[BEGIN Supplied entries]

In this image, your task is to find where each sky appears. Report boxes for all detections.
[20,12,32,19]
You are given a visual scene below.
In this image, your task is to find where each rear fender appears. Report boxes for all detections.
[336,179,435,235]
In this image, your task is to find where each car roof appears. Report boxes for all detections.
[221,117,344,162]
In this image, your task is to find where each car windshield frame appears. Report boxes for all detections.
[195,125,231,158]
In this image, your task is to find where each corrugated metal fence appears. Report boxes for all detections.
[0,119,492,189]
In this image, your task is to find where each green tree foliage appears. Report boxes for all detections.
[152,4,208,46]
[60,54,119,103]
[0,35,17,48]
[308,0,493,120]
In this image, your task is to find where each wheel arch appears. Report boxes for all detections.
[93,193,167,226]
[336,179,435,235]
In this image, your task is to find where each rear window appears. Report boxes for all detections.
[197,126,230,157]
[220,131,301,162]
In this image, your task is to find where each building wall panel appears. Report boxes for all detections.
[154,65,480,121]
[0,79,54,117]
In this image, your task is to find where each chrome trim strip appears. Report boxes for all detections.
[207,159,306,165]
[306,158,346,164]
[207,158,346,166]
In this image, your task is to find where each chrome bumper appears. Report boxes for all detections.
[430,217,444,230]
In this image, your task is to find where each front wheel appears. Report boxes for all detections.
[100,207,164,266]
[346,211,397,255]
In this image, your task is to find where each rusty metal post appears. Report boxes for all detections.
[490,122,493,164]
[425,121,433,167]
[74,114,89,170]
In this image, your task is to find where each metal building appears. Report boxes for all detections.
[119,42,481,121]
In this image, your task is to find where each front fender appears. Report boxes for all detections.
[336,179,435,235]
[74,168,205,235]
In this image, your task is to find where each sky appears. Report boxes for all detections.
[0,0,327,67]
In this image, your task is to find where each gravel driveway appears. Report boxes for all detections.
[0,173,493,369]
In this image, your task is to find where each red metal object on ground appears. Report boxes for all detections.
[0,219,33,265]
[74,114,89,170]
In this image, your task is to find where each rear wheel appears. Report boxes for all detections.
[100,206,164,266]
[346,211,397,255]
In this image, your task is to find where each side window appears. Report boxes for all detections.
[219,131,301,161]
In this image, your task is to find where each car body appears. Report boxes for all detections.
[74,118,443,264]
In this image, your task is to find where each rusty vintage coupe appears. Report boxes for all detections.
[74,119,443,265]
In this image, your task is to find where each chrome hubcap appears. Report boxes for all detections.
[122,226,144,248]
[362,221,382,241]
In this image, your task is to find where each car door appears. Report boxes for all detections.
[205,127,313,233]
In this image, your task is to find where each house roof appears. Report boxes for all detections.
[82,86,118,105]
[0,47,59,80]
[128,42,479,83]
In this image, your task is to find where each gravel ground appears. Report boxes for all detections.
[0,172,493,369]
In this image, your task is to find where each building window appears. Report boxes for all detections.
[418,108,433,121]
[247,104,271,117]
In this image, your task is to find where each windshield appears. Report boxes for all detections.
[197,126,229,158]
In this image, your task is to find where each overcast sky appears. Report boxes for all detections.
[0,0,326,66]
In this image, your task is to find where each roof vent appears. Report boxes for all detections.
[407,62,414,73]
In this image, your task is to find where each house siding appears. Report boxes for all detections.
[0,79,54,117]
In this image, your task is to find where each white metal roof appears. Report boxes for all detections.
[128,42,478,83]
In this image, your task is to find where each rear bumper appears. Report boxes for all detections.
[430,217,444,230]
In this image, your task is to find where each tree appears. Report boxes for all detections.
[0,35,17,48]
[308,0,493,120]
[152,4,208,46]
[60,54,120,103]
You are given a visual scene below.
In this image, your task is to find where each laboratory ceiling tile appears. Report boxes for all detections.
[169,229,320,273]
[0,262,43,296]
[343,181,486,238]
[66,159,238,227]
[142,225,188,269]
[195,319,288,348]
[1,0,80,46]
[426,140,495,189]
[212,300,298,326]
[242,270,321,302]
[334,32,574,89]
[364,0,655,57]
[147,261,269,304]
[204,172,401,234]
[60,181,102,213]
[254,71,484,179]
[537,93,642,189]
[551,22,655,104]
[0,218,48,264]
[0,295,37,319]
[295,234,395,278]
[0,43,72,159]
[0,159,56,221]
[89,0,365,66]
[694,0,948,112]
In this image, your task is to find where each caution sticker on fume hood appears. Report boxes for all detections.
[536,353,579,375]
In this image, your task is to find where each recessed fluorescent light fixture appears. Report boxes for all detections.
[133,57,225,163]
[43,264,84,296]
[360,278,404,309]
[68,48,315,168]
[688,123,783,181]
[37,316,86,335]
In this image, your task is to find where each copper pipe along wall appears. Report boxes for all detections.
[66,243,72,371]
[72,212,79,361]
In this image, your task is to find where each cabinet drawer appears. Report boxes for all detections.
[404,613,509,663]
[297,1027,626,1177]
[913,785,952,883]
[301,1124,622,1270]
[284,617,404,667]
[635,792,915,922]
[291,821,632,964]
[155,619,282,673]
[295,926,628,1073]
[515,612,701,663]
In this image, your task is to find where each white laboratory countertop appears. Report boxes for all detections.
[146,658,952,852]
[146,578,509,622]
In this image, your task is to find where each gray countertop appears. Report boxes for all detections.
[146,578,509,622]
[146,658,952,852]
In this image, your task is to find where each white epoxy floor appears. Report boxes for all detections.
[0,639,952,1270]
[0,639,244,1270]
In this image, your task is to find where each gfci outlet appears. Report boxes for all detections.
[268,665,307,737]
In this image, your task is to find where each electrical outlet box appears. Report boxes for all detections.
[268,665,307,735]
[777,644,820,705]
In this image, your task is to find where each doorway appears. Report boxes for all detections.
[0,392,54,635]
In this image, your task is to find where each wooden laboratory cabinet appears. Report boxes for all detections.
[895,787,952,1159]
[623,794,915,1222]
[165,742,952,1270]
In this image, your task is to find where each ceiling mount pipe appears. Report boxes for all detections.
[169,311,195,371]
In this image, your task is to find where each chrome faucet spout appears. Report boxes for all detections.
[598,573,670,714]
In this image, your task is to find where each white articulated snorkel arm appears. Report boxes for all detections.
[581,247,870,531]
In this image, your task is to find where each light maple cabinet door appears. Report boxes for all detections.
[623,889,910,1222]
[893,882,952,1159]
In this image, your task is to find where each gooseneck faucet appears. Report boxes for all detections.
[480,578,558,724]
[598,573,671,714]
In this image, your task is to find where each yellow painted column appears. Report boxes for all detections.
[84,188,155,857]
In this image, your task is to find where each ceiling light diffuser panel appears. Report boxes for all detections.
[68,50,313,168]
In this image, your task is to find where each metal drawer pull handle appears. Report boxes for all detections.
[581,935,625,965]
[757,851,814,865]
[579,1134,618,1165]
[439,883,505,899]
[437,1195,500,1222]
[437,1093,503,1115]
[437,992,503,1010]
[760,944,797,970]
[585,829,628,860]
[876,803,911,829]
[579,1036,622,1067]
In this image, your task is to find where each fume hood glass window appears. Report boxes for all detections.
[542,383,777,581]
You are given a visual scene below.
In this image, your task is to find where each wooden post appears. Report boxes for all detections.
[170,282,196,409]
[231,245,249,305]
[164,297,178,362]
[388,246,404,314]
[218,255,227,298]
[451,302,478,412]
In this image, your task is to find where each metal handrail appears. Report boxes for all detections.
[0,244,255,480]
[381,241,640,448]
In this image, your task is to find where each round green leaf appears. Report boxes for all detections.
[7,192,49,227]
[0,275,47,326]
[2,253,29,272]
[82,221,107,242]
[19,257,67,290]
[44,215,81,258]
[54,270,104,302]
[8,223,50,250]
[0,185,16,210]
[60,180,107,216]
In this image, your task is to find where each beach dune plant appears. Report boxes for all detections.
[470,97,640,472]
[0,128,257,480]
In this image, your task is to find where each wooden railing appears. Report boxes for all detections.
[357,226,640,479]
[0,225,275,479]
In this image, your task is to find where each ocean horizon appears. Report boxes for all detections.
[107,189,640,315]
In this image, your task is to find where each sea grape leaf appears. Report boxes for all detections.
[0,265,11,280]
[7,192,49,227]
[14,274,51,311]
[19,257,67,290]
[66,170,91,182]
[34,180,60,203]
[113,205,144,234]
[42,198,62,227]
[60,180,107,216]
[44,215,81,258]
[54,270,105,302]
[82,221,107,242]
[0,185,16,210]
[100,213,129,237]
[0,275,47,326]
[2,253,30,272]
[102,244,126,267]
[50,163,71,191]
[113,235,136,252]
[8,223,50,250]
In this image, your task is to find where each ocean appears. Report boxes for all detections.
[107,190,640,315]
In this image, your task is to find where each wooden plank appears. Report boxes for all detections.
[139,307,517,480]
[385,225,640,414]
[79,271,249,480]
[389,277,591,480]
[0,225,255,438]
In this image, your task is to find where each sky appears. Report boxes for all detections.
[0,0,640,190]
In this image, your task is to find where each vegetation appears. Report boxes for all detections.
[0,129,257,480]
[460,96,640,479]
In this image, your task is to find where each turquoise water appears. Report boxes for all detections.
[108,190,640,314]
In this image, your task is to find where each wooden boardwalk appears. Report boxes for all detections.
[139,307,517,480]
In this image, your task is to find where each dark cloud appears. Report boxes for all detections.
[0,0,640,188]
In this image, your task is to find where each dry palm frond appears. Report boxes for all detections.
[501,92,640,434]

[END Supplied entries]

Rewrite the records from the line containing "In this image, your task is to find where each gfci" through the line containing "[598,573,671,714]" as a numbered list, leaving out any blank lines.

1. In this image, your task is to find where each gfci outlet appears. Report boxes for all detections.
2. [268,665,307,737]
3. In this image, your task is to find where each electrical outlet box appears. Report boxes for all detections.
4. [268,665,307,735]
5. [777,644,820,705]
6. In this image, your task is to find where each doorway appears. Report boxes for all detections.
7. [0,392,54,635]
8. In this image, your task is to find where each wooden laboratory cabinet appears. Report boxes for all detections.
9. [895,787,952,1159]
10. [623,794,915,1222]
11. [165,742,952,1270]
12. In this image, your task is to find where each ceiling mount pipe appears. Report boxes for all detections.
13. [169,311,195,371]
14. In this image, your task is to find where each chrome faucet spout appears. Report boxes for all detections.
15. [598,573,670,714]
16. In this image, your task is to find where each white articulated snorkel arm appears. Report boxes for all detections.
17. [581,247,870,531]
18. In this image, your task is to find where each light maple cabinet door appears. Report boxes for all detections.
19. [623,889,910,1222]
20. [893,882,952,1159]
21. In this image, your task is to find where each gooseneck faucet appears. Report boxes for all detections.
22. [480,578,558,724]
23. [598,573,671,714]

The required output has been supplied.